# [TEXT PASSAGE]
** begin **

May 2021

These features and Azure Databricks platform improvements were released in May 2021.

Note

Releases are staged. Your Azure Databricks account may not be updated until a week or more after the initial release date.

Databricks Machine Learning: a data-native and collaborative solution for the full ML lifecycle

May 27, 2021

The new Machine Learning persona, selectable in the sidebar of the Azure Databricks UI, gives you easy access to a new purpose-built environment for ML, including the model registry and four new features in Public Preview:

  • A new dashboard page with convenient resources, recents, and getting started links.
  • A new Experiments page that centralizes experiment discovery and management.
  • AutoML, a way to automatically generate ML models from data and accelerate the path to production.
  • Feature Store, a way to catalog ML features and make them available for training and serving, increasing reuse. With a data-lineage–based feature search that leverages automatically-logged data sources, you can make features available for training and serving with simplified model deployment that doesn’t require changes to the client application.

For details, see AI and machine learning on Databricks.

** end **

# [PROBLEM 1]
In the May 2021 release notes, where can the new Machine Learning persona be selected?
# [PROBLEM 2]
Transcribe the portion of the May 2021 release notes that opens with the words containing "May 27, 2021" and closes with "getting started links.".

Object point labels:
** begin **

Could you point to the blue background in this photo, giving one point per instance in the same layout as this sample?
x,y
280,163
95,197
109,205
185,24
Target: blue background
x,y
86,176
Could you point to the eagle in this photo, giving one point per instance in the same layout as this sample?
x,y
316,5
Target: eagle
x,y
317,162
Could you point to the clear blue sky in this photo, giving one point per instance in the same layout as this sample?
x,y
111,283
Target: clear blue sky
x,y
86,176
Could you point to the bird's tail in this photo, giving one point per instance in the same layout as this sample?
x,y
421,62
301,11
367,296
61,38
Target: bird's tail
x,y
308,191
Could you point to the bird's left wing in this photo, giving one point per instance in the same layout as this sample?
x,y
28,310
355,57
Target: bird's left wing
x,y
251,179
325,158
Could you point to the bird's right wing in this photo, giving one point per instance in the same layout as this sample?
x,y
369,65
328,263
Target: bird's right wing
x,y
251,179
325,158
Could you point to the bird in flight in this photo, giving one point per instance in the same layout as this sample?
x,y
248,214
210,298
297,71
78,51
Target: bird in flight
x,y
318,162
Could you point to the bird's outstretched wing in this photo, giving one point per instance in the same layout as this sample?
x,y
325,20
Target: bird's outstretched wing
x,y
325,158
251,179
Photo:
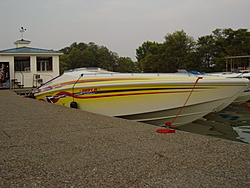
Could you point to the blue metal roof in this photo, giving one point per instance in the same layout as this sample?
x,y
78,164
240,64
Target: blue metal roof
x,y
28,50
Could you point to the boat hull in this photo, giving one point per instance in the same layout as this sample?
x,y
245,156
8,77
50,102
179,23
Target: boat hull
x,y
153,100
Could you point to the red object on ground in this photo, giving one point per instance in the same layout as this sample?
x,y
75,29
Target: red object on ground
x,y
168,124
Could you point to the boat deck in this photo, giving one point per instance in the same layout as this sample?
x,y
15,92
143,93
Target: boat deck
x,y
47,145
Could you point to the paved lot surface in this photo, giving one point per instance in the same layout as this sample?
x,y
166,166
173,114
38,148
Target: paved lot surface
x,y
46,145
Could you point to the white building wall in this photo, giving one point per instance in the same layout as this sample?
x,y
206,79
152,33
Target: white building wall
x,y
28,78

** end **

# [CORRECT RESULT 1]
In the sidebar of the Azure Databricks UI.

# [CORRECT RESULT 2]
May 27, 2021

The new Machine Learning persona, selectable in the sidebar of the Azure Databricks UI, gives you easy access to a new purpose-built environment for ML, including the model registry and four new features in Public Preview:

  • A new dashboard page with convenient resources, recents, and getting started links.